ESERCIZI -
a) Rispondi in base all'estratto:
(i) Che tipo di Natale ci aspetta secondo la frase citata all'inizio?
(ii) Durante quale evento è stata pronunciata la frase?
(iii) Che cosa è accaduto mercoledì a chi l'ha pronunciata?
b) Trascrivi dall'estratto il tratto che va da "A pronunciare la" fino a "costretto a dimettersi.".

ESTRATTO -

'''

«Come sapete ci aspetta un Na-, un Nata-, un Natale molto magro perché stanno pensando addirittura di restringere ulteriormente che questo significa andare a bloccare anche un retail che si stava rialzando per la seconda volta da una crisi e lo stanno mettendo nuovamente in ginocchio. Io penso che le persone sono un po’ stanchi (sic) di questa situazione e vorrebbero alla fine venirne fuori, anche se qualcuno morirà pazienza».

A pronunciare la frase fedelmente riportata sopra è stato Domenico Guzzini, presidente della Confindustria Marche, durante l’evento “Made for Italy per la Moda”, un titolo che in tutto preannuncia il tenore e la qualità degli interventi, anche dal punto di vista lessicale. E per quella frase, mercoledì è stato costretto a dimettersi.

'''

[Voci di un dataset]
'''

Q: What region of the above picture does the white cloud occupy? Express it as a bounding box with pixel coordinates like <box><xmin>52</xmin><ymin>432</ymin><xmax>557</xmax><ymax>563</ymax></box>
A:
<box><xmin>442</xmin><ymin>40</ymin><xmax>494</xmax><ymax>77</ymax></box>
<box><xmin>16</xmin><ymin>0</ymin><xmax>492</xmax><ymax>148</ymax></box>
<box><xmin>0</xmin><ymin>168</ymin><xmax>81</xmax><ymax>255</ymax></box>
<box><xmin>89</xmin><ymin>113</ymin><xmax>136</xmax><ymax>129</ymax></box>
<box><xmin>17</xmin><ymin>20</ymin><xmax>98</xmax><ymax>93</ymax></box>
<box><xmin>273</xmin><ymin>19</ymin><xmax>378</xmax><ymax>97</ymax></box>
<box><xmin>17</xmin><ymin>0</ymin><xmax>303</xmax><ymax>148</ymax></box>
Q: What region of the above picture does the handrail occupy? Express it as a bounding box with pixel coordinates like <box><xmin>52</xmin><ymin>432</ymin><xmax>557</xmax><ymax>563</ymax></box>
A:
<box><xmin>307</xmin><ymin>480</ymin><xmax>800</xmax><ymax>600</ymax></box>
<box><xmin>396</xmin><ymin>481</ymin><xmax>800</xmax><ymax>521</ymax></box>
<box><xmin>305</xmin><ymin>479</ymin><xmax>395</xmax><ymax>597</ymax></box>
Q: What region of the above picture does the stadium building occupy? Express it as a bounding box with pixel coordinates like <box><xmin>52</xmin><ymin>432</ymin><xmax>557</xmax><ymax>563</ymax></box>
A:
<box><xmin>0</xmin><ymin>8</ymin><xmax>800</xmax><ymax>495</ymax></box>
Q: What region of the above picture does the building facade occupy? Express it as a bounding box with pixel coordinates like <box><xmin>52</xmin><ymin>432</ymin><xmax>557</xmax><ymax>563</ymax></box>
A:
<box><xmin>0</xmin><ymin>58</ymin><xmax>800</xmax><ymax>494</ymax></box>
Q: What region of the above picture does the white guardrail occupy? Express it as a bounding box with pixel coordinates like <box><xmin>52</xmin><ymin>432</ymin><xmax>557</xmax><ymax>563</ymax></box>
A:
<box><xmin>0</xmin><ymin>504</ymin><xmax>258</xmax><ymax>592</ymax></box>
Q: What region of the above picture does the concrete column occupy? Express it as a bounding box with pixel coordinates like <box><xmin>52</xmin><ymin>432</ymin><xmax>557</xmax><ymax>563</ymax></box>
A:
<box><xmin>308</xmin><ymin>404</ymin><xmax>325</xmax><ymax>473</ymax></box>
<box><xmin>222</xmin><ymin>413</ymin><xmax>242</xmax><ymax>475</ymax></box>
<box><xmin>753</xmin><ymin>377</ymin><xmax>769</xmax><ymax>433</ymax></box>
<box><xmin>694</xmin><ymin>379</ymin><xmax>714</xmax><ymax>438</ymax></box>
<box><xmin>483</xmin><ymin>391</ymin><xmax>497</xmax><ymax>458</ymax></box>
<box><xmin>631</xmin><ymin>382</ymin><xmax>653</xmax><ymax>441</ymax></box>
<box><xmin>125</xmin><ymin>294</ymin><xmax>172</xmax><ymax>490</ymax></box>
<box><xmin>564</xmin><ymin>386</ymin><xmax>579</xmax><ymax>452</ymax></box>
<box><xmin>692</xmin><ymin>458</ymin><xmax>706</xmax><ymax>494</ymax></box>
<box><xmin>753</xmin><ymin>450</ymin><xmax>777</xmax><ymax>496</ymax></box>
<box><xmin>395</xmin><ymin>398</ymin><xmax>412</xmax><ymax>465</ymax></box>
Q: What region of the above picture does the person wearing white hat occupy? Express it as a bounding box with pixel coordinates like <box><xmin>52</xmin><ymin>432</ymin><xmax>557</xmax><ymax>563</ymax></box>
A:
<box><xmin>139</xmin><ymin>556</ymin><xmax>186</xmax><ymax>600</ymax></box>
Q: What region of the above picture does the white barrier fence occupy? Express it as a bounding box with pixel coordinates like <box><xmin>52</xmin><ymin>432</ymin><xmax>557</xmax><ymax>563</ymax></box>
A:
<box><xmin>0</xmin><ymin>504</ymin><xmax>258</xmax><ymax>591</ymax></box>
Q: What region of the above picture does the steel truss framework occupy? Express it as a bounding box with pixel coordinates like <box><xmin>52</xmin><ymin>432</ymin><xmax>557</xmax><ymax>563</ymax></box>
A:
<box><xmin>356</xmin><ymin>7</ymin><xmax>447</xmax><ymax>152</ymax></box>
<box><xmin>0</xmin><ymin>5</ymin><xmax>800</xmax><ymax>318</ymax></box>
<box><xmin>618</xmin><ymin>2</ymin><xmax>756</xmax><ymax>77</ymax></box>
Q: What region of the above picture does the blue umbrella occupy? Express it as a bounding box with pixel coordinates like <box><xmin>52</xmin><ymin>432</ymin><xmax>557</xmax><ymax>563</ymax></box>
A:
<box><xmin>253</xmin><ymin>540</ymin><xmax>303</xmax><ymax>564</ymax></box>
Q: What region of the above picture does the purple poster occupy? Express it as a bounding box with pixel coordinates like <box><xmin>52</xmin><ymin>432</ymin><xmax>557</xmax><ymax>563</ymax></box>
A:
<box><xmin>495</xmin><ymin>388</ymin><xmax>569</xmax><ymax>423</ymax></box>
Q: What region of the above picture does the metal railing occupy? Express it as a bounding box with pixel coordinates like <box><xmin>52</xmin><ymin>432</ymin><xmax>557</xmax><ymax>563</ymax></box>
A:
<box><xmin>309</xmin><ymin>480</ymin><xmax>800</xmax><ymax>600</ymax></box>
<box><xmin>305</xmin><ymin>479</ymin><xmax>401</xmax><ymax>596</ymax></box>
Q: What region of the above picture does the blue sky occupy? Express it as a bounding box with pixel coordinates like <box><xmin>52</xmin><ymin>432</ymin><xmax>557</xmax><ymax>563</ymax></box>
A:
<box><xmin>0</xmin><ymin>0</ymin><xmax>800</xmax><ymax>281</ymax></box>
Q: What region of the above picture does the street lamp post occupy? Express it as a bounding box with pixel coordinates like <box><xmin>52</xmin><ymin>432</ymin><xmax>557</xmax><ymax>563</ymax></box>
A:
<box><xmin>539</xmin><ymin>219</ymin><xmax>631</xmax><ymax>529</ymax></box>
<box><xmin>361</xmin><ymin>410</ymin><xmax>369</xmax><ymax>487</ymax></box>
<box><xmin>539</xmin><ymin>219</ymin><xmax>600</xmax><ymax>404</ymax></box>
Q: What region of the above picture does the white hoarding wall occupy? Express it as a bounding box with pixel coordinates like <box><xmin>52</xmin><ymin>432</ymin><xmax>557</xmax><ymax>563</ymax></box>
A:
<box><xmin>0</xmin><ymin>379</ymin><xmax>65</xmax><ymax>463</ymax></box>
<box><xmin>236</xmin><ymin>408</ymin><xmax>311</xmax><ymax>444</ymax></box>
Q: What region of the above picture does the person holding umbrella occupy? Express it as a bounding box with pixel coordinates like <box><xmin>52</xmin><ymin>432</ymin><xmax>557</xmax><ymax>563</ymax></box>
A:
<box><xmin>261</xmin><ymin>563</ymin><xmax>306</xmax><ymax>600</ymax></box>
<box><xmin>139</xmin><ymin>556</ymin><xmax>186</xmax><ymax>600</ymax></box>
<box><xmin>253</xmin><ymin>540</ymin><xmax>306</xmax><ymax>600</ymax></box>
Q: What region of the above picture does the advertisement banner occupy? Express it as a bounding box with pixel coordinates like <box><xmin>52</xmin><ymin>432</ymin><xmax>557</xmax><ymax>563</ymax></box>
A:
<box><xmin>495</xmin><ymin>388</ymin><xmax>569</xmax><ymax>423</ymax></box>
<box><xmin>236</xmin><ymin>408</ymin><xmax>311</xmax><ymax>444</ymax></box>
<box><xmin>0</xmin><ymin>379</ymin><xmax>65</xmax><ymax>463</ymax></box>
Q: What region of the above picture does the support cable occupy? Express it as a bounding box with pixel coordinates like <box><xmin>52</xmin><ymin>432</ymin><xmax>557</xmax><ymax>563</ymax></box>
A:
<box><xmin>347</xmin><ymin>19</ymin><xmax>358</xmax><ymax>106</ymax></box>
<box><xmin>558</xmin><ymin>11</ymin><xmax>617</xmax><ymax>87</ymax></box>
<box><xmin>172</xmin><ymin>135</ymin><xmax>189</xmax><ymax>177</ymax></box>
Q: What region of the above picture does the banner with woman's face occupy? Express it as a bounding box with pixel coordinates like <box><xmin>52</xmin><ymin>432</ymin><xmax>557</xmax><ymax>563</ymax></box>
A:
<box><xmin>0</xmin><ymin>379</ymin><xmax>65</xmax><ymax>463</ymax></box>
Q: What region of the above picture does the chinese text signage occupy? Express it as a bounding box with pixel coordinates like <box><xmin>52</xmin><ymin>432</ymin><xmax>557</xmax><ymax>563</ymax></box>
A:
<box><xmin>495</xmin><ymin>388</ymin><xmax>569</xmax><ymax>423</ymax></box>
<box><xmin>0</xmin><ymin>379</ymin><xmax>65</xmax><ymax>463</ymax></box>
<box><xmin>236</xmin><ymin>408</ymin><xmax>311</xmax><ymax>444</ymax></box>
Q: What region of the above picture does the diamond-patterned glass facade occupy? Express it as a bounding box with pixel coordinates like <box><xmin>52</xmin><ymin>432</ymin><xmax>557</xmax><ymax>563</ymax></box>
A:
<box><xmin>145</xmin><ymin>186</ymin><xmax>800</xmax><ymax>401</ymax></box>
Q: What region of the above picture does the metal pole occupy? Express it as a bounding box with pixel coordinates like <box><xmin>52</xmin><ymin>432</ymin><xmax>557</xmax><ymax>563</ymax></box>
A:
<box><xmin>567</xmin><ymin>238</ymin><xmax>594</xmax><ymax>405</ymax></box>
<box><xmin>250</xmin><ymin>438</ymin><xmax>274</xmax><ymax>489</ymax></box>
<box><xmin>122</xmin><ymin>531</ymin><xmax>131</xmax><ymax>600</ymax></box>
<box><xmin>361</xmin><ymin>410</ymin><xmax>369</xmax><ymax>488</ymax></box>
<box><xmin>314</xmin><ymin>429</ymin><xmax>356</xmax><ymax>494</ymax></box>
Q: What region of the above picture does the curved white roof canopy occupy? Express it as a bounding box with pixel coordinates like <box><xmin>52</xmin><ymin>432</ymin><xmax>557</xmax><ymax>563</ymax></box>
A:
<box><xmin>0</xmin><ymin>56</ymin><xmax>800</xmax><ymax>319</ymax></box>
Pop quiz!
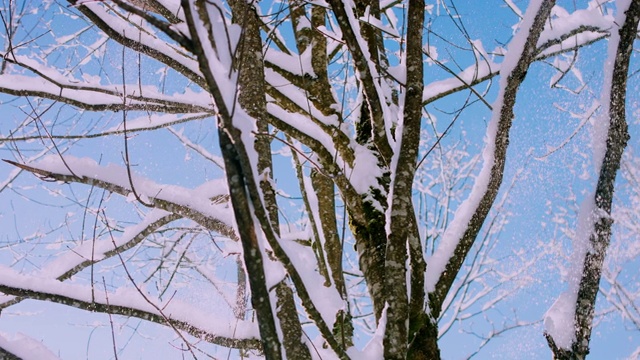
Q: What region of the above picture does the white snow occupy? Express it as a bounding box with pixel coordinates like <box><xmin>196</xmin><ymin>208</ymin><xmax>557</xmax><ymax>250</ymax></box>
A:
<box><xmin>425</xmin><ymin>0</ymin><xmax>542</xmax><ymax>293</ymax></box>
<box><xmin>544</xmin><ymin>0</ymin><xmax>631</xmax><ymax>349</ymax></box>
<box><xmin>0</xmin><ymin>266</ymin><xmax>259</xmax><ymax>339</ymax></box>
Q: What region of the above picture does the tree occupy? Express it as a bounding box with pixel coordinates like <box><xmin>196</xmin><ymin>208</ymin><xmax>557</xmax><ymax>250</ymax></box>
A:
<box><xmin>0</xmin><ymin>0</ymin><xmax>638</xmax><ymax>359</ymax></box>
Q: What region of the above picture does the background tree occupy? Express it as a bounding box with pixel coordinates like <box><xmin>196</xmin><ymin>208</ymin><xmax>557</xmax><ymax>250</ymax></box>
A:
<box><xmin>0</xmin><ymin>0</ymin><xmax>638</xmax><ymax>359</ymax></box>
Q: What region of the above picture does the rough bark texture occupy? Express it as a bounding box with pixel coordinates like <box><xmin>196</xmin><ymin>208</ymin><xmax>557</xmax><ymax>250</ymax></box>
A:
<box><xmin>546</xmin><ymin>0</ymin><xmax>640</xmax><ymax>360</ymax></box>
<box><xmin>230</xmin><ymin>0</ymin><xmax>311</xmax><ymax>359</ymax></box>
<box><xmin>384</xmin><ymin>0</ymin><xmax>424</xmax><ymax>359</ymax></box>
<box><xmin>427</xmin><ymin>0</ymin><xmax>555</xmax><ymax>319</ymax></box>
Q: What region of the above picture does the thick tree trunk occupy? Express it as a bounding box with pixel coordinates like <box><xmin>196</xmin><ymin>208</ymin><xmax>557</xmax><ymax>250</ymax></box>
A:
<box><xmin>545</xmin><ymin>0</ymin><xmax>640</xmax><ymax>360</ymax></box>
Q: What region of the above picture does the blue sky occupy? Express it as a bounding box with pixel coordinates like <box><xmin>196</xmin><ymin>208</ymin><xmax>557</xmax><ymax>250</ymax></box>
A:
<box><xmin>0</xmin><ymin>1</ymin><xmax>640</xmax><ymax>359</ymax></box>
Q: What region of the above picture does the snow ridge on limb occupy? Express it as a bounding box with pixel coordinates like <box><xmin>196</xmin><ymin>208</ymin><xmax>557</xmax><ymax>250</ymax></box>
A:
<box><xmin>544</xmin><ymin>0</ymin><xmax>640</xmax><ymax>359</ymax></box>
<box><xmin>425</xmin><ymin>0</ymin><xmax>555</xmax><ymax>319</ymax></box>
<box><xmin>4</xmin><ymin>155</ymin><xmax>237</xmax><ymax>240</ymax></box>
<box><xmin>383</xmin><ymin>0</ymin><xmax>425</xmax><ymax>359</ymax></box>
<box><xmin>0</xmin><ymin>267</ymin><xmax>259</xmax><ymax>349</ymax></box>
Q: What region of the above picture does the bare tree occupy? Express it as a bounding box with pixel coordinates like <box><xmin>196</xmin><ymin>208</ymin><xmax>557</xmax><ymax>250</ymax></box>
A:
<box><xmin>0</xmin><ymin>0</ymin><xmax>638</xmax><ymax>359</ymax></box>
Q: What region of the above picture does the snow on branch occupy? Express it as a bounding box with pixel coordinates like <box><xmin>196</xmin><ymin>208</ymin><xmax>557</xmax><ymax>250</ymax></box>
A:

'''

SOLUZIONI -
a)
(i) Un Natale molto magro.
(ii) Durante l'evento "Made for Italy per la Moda".
(iii) È stato costretto a dimettersi.

b)
A pronunciare la frase fedelmente riportata sopra è stato Domenico Guzzini, presidente della Confindustria Marche, durante l’evento “Made for Italy per la Moda”, un titolo che in tutto preannuncia il tenore e la qualità degli interventi, anche dal punto di vista lessicale. E per quella frase, mercoledì è stato costretto a dimettersi.